One figure is wanted here: how many lines in the entries hold the word "letter".

☆ ☆ ☆ ☆ ☆ ☆ ☆

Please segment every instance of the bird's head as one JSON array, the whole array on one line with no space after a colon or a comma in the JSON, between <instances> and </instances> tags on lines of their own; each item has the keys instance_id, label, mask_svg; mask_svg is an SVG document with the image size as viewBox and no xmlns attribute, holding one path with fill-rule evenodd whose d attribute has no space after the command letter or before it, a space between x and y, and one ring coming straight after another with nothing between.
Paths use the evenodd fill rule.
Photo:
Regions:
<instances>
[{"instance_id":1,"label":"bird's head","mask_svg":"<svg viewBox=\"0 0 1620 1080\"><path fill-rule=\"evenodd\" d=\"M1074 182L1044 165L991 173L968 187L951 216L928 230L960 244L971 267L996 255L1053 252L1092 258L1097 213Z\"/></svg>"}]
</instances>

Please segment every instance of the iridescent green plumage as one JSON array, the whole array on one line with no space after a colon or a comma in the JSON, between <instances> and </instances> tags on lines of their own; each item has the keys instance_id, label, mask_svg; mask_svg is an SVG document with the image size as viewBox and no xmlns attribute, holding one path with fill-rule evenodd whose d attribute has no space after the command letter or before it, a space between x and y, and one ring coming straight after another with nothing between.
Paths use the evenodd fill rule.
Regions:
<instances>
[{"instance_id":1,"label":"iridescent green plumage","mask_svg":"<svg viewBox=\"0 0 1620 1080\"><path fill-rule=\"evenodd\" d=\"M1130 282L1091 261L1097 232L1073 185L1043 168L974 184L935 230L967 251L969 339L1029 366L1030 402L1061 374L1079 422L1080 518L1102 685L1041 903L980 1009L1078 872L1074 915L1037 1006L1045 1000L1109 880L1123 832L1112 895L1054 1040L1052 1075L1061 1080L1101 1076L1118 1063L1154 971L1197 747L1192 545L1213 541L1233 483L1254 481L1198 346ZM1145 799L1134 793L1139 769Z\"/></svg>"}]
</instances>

☆ ☆ ☆ ☆ ☆ ☆ ☆

[EXERCISE ANSWER] 2